▸ **TASK DETAILS**: From the line that has "Target | dark wooden sideboard" down to the final line of the listing below, transcribe every line exactly, and only those.

▸ **MATERIAL SHOWN**:
---

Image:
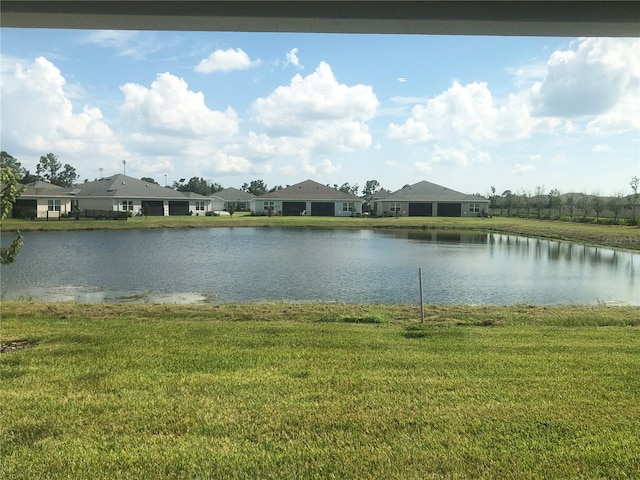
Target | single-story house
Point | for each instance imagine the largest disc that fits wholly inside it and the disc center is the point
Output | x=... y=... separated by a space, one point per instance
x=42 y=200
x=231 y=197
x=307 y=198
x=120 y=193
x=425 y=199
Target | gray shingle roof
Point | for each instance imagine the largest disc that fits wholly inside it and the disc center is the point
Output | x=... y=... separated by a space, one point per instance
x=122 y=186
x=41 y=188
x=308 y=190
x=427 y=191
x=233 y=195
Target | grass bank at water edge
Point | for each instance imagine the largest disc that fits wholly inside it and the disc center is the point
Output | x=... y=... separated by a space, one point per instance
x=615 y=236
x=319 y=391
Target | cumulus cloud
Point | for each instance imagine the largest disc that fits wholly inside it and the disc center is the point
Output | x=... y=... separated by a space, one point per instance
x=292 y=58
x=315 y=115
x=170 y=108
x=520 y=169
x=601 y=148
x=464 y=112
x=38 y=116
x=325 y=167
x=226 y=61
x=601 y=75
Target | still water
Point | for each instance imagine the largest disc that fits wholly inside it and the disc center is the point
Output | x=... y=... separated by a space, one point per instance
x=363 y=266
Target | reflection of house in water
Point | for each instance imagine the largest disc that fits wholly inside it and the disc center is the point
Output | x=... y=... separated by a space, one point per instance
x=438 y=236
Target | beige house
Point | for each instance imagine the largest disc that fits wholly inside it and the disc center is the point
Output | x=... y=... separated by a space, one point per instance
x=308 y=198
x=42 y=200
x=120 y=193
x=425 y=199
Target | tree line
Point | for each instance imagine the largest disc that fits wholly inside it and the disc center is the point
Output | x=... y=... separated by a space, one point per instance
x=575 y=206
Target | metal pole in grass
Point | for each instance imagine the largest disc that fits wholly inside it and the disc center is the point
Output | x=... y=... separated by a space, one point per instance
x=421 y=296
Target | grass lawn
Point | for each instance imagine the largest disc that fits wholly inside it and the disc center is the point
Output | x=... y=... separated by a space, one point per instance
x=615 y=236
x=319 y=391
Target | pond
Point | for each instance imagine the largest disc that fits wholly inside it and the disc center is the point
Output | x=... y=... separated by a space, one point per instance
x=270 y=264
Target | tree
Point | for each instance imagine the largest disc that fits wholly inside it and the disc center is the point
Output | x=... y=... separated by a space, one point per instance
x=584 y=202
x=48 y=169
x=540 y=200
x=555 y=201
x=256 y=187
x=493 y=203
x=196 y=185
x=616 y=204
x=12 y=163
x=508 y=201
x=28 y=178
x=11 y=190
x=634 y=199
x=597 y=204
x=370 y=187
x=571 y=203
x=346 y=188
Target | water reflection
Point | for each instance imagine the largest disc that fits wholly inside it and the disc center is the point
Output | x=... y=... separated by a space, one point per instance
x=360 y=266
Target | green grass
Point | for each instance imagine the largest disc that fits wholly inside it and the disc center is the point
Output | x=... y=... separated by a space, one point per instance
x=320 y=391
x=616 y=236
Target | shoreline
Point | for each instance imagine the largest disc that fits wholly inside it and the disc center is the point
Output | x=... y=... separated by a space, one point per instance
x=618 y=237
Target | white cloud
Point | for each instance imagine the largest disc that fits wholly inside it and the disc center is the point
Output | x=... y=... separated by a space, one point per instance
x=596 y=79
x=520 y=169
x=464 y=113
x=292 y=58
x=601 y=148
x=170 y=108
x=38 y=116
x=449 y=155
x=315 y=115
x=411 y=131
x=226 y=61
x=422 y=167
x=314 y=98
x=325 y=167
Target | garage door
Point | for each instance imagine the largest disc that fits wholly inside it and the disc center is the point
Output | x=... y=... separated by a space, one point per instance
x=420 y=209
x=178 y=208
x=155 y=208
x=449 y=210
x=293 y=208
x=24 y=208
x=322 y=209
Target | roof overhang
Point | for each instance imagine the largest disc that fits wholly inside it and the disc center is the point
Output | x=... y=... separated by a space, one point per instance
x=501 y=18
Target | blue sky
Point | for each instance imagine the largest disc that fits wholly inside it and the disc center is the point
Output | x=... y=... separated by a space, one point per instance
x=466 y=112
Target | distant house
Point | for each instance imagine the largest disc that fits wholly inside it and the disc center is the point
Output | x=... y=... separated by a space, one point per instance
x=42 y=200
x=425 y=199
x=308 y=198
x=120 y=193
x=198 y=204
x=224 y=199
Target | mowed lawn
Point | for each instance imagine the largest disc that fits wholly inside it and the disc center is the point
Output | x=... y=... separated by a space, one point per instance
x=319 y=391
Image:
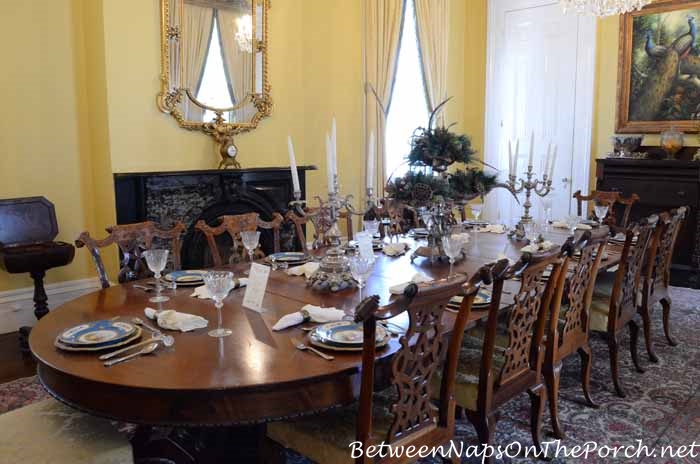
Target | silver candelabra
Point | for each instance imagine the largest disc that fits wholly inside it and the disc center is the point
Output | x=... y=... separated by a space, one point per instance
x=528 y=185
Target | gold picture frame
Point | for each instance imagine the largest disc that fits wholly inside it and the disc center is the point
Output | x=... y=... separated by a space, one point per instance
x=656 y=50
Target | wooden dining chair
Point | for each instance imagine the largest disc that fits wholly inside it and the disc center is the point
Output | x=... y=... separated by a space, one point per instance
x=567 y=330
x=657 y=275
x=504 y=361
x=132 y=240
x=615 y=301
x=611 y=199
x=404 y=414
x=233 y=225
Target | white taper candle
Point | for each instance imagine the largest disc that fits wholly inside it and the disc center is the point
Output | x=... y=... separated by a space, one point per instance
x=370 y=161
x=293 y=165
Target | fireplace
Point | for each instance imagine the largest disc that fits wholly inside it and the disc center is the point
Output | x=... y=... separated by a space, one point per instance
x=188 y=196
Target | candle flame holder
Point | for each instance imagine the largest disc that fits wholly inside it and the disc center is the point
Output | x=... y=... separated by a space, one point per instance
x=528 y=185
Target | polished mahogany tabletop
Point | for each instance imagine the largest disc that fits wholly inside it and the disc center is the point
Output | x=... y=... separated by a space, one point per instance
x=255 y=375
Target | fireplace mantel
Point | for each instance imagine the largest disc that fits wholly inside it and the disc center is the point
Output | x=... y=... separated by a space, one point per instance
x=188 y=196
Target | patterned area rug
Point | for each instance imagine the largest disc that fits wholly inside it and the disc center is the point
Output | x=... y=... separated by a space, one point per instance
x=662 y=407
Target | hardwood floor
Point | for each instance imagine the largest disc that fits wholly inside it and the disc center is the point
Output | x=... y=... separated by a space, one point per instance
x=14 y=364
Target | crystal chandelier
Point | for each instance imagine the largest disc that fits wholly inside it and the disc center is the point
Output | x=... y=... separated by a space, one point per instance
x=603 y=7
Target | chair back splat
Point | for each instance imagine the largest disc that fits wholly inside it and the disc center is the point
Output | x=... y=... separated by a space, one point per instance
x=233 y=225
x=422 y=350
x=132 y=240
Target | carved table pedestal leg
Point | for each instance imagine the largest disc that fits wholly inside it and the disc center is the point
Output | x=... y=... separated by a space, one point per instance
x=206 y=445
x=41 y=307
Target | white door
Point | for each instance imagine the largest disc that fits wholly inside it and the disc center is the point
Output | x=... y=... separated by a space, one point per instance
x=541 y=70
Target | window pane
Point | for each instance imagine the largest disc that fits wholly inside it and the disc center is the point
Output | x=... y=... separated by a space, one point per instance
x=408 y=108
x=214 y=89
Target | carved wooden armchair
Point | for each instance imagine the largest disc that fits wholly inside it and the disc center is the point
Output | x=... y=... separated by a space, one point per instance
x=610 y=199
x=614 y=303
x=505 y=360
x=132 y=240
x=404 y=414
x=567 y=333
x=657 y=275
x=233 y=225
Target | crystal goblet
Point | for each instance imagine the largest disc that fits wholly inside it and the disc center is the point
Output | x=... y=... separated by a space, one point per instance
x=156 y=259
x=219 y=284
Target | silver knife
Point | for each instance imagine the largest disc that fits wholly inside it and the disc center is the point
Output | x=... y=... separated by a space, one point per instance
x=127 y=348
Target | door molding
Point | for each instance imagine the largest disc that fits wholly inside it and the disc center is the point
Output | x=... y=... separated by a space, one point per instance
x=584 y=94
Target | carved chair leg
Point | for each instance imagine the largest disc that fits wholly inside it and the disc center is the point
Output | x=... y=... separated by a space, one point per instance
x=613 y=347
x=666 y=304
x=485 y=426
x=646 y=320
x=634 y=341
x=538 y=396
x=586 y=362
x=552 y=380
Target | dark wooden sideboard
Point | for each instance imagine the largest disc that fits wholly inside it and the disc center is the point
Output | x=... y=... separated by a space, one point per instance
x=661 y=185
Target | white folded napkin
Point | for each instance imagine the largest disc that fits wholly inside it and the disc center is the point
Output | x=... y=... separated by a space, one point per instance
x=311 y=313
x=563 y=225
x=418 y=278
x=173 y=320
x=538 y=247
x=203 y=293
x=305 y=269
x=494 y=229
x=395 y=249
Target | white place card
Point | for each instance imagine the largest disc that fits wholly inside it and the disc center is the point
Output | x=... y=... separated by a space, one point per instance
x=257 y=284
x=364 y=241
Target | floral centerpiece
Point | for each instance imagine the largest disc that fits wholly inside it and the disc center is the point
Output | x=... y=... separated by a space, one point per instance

---

▸ **RESPONSE TO THE TASK**:
Target | dark wooden sideboard
Point | for each instance imagine the largest disc that fits wholly inside it and the disc center is the point
Output | x=... y=... separated by a space, one point per instance
x=661 y=185
Target | white folded napkin
Point | for each instance imagine the largest disc that fits wholly inside it and the disc center is the point
Output | x=... y=... separated by a space, one point per instance
x=311 y=313
x=563 y=225
x=418 y=278
x=173 y=320
x=538 y=247
x=203 y=293
x=305 y=269
x=494 y=229
x=395 y=249
Target | white place card
Point | for each instance imagine the largest disc that fits wholly inside it and the disc center is the point
Output | x=... y=... separated by a space, one point per instance
x=257 y=284
x=364 y=241
Target | floral centerpiece
Point | for each instance imagine the largest disc that fits wholly inside it and the disc center is the point
Output | x=... y=... separated by a space, one point per instance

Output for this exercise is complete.